- [What this task involves]
Rewrite as a numbered list the lines of the records that start with the line containing "point_to MUST indicate the handrail" and continue through the end of the records, leaving out any blank lines.

— begin Extracted information —

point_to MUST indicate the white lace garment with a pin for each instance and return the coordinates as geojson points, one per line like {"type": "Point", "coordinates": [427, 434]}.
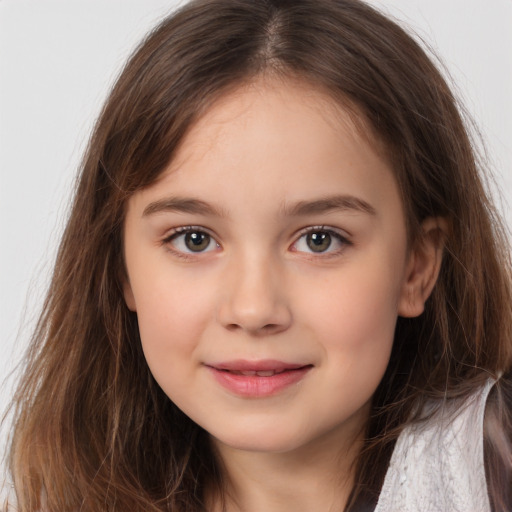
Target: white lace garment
{"type": "Point", "coordinates": [438, 466]}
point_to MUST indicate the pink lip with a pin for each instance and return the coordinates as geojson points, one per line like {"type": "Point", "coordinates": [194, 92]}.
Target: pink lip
{"type": "Point", "coordinates": [255, 386]}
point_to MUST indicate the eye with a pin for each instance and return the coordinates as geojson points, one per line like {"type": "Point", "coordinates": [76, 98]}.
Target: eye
{"type": "Point", "coordinates": [191, 240]}
{"type": "Point", "coordinates": [320, 241]}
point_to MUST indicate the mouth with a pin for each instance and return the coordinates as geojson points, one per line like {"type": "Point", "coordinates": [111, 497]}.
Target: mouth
{"type": "Point", "coordinates": [258, 379]}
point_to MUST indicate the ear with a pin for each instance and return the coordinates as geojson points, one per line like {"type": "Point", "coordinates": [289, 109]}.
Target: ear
{"type": "Point", "coordinates": [129, 298]}
{"type": "Point", "coordinates": [423, 266]}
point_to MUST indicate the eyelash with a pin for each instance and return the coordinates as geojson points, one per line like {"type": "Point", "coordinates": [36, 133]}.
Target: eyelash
{"type": "Point", "coordinates": [334, 234]}
{"type": "Point", "coordinates": [184, 230]}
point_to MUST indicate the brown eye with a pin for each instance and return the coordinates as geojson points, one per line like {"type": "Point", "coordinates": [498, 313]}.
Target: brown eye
{"type": "Point", "coordinates": [319, 241]}
{"type": "Point", "coordinates": [190, 240]}
{"type": "Point", "coordinates": [197, 241]}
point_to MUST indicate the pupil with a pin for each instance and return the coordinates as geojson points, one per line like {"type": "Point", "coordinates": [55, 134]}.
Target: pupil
{"type": "Point", "coordinates": [197, 242]}
{"type": "Point", "coordinates": [319, 242]}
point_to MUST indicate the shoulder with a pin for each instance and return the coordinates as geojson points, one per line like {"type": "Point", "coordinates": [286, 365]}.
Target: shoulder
{"type": "Point", "coordinates": [498, 444]}
{"type": "Point", "coordinates": [438, 463]}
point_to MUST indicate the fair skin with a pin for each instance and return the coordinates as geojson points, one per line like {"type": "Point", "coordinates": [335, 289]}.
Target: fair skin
{"type": "Point", "coordinates": [275, 242]}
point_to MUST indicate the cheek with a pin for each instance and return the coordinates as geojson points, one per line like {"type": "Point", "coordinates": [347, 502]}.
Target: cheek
{"type": "Point", "coordinates": [172, 313]}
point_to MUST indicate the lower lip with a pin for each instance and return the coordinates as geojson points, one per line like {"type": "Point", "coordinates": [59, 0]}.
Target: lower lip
{"type": "Point", "coordinates": [253, 386]}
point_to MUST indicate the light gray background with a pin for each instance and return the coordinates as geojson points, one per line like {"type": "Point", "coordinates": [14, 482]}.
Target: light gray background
{"type": "Point", "coordinates": [57, 61]}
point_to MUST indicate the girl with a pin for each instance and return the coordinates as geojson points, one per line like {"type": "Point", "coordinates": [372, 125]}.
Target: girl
{"type": "Point", "coordinates": [281, 286]}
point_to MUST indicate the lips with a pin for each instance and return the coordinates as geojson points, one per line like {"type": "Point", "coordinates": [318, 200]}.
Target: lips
{"type": "Point", "coordinates": [254, 379]}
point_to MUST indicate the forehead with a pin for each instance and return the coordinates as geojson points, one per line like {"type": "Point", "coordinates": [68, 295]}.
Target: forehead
{"type": "Point", "coordinates": [277, 141]}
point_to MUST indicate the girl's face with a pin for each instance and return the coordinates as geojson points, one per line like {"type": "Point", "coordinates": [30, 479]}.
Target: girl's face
{"type": "Point", "coordinates": [267, 267]}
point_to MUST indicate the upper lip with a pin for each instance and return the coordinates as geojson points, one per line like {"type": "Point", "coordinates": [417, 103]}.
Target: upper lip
{"type": "Point", "coordinates": [256, 366]}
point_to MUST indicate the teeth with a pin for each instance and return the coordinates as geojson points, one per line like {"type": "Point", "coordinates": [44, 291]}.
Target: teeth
{"type": "Point", "coordinates": [267, 373]}
{"type": "Point", "coordinates": [252, 373]}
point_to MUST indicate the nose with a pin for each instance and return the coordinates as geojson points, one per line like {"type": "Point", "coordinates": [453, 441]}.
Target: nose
{"type": "Point", "coordinates": [254, 297]}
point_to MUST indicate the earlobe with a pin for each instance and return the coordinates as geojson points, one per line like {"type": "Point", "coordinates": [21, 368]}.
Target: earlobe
{"type": "Point", "coordinates": [423, 267]}
{"type": "Point", "coordinates": [129, 298]}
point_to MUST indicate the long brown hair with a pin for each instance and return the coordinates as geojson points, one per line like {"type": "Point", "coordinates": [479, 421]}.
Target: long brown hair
{"type": "Point", "coordinates": [93, 430]}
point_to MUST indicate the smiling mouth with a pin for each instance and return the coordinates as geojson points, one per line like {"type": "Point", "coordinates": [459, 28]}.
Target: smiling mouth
{"type": "Point", "coordinates": [249, 380]}
{"type": "Point", "coordinates": [254, 373]}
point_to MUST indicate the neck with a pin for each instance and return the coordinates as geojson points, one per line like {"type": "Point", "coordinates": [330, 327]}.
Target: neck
{"type": "Point", "coordinates": [315, 477]}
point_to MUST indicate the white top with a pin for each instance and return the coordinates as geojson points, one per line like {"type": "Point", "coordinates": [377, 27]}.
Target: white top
{"type": "Point", "coordinates": [438, 466]}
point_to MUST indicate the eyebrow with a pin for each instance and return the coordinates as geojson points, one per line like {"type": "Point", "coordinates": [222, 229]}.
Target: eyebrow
{"type": "Point", "coordinates": [330, 203]}
{"type": "Point", "coordinates": [301, 208]}
{"type": "Point", "coordinates": [182, 205]}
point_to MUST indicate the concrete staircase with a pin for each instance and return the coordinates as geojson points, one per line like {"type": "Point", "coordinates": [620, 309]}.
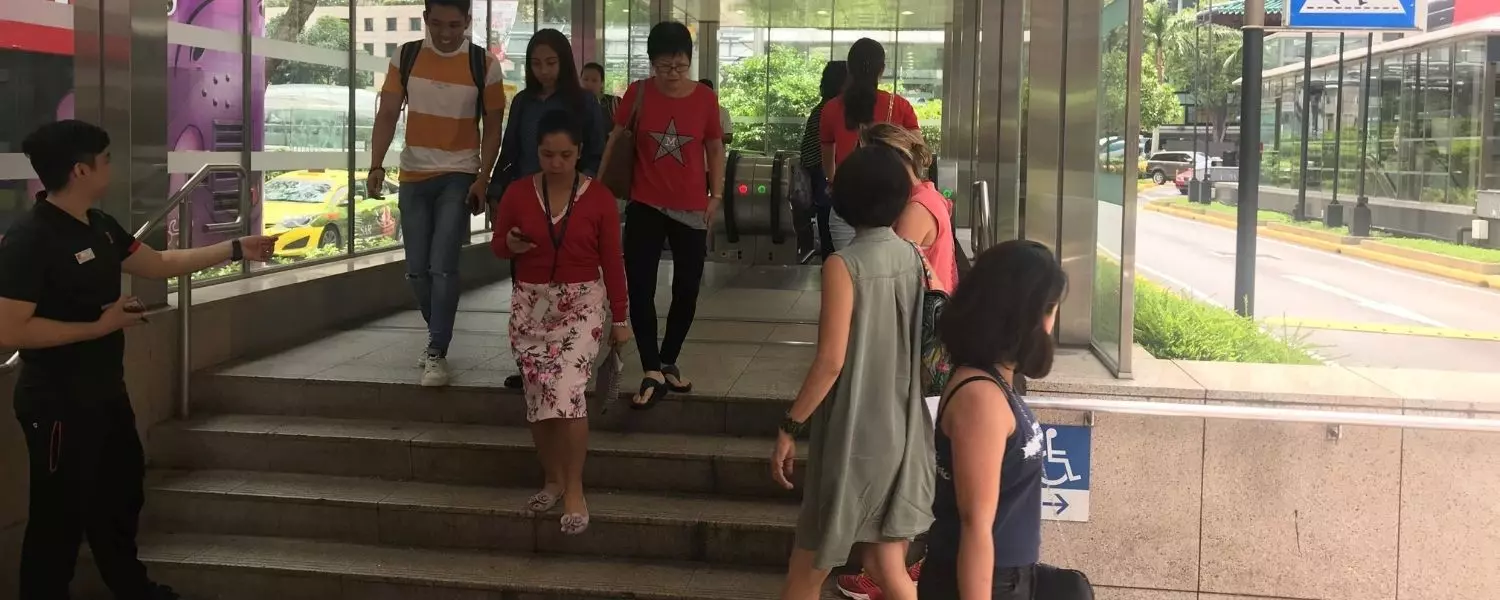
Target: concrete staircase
{"type": "Point", "coordinates": [344, 489]}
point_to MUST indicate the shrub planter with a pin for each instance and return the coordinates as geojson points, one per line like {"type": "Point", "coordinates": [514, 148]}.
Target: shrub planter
{"type": "Point", "coordinates": [1322, 236]}
{"type": "Point", "coordinates": [1433, 258]}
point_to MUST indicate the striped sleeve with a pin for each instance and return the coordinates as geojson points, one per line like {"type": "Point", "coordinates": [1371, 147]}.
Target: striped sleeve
{"type": "Point", "coordinates": [393, 77]}
{"type": "Point", "coordinates": [494, 86]}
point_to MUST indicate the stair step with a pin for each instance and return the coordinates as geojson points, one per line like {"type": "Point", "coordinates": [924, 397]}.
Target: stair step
{"type": "Point", "coordinates": [461, 453]}
{"type": "Point", "coordinates": [236, 567]}
{"type": "Point", "coordinates": [435, 515]}
{"type": "Point", "coordinates": [692, 413]}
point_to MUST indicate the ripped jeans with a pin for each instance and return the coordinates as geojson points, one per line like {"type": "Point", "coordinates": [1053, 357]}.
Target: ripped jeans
{"type": "Point", "coordinates": [435, 224]}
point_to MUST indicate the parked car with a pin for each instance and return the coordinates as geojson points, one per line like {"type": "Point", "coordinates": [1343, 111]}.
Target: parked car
{"type": "Point", "coordinates": [1164, 165]}
{"type": "Point", "coordinates": [1182, 180]}
{"type": "Point", "coordinates": [309, 209]}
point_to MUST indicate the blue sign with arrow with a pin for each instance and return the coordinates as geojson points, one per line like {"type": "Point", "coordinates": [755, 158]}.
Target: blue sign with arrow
{"type": "Point", "coordinates": [1367, 15]}
{"type": "Point", "coordinates": [1065, 477]}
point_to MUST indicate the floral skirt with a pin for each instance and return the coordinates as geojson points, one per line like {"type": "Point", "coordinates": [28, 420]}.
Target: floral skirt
{"type": "Point", "coordinates": [555, 332]}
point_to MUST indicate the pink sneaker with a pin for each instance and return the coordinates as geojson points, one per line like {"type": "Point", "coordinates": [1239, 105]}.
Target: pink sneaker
{"type": "Point", "coordinates": [858, 587]}
{"type": "Point", "coordinates": [861, 587]}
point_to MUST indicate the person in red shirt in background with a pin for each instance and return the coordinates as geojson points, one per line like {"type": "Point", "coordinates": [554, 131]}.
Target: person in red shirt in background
{"type": "Point", "coordinates": [563, 231]}
{"type": "Point", "coordinates": [860, 105]}
{"type": "Point", "coordinates": [680, 141]}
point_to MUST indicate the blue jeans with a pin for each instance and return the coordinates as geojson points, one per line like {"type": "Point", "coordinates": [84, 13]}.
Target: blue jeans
{"type": "Point", "coordinates": [435, 224]}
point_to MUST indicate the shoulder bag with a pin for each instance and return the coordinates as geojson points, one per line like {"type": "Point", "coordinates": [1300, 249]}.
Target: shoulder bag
{"type": "Point", "coordinates": [620, 159]}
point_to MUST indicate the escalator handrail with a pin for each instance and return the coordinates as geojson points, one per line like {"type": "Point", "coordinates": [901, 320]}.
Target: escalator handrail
{"type": "Point", "coordinates": [777, 170]}
{"type": "Point", "coordinates": [731, 225]}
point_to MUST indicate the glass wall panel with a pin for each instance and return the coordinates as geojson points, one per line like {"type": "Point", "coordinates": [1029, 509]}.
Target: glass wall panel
{"type": "Point", "coordinates": [1112, 173]}
{"type": "Point", "coordinates": [38, 56]}
{"type": "Point", "coordinates": [1424, 125]}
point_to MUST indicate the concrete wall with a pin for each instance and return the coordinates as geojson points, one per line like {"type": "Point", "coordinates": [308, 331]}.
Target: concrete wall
{"type": "Point", "coordinates": [1187, 509]}
{"type": "Point", "coordinates": [1427, 218]}
{"type": "Point", "coordinates": [230, 321]}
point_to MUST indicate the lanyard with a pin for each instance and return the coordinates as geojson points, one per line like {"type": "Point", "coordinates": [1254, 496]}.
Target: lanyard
{"type": "Point", "coordinates": [555, 234]}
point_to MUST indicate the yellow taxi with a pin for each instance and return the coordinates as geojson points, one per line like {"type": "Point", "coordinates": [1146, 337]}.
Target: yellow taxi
{"type": "Point", "coordinates": [309, 209]}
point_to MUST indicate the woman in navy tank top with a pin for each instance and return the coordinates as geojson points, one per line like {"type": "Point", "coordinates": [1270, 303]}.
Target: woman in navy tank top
{"type": "Point", "coordinates": [986, 540]}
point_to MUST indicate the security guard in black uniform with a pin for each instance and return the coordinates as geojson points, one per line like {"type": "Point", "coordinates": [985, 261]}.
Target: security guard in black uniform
{"type": "Point", "coordinates": [60, 305]}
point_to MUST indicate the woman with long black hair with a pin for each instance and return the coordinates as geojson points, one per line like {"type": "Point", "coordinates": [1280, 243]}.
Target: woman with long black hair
{"type": "Point", "coordinates": [561, 231]}
{"type": "Point", "coordinates": [552, 84]}
{"type": "Point", "coordinates": [857, 107]}
{"type": "Point", "coordinates": [812, 152]}
{"type": "Point", "coordinates": [986, 540]}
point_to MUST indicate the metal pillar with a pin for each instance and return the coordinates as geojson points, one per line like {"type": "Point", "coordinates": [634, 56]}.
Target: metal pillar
{"type": "Point", "coordinates": [1248, 209]}
{"type": "Point", "coordinates": [119, 83]}
{"type": "Point", "coordinates": [1062, 143]}
{"type": "Point", "coordinates": [1334, 216]}
{"type": "Point", "coordinates": [1301, 210]}
{"type": "Point", "coordinates": [1359, 224]}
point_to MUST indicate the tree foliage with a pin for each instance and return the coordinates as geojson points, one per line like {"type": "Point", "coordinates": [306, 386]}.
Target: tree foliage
{"type": "Point", "coordinates": [780, 84]}
{"type": "Point", "coordinates": [1205, 59]}
{"type": "Point", "coordinates": [327, 32]}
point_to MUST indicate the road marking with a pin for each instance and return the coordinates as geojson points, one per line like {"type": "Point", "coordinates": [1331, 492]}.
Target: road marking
{"type": "Point", "coordinates": [1386, 329]}
{"type": "Point", "coordinates": [1178, 284]}
{"type": "Point", "coordinates": [1425, 278]}
{"type": "Point", "coordinates": [1391, 309]}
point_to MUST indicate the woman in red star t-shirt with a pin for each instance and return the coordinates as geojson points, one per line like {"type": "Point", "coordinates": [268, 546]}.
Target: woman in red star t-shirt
{"type": "Point", "coordinates": [680, 141]}
{"type": "Point", "coordinates": [860, 105]}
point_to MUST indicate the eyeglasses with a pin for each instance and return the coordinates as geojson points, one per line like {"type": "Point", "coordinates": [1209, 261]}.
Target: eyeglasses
{"type": "Point", "coordinates": [668, 68]}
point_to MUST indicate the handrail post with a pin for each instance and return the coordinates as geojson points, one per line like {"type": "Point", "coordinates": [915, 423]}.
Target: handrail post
{"type": "Point", "coordinates": [980, 218]}
{"type": "Point", "coordinates": [183, 314]}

— end Extracted information —

- [The response]
1. point_to MUST indicate the handrail post with a pin for each instance and return the coordinates as geojson points, one per line like {"type": "Point", "coordinates": [915, 423]}.
2. Target: handrail post
3. {"type": "Point", "coordinates": [980, 218]}
4. {"type": "Point", "coordinates": [183, 314]}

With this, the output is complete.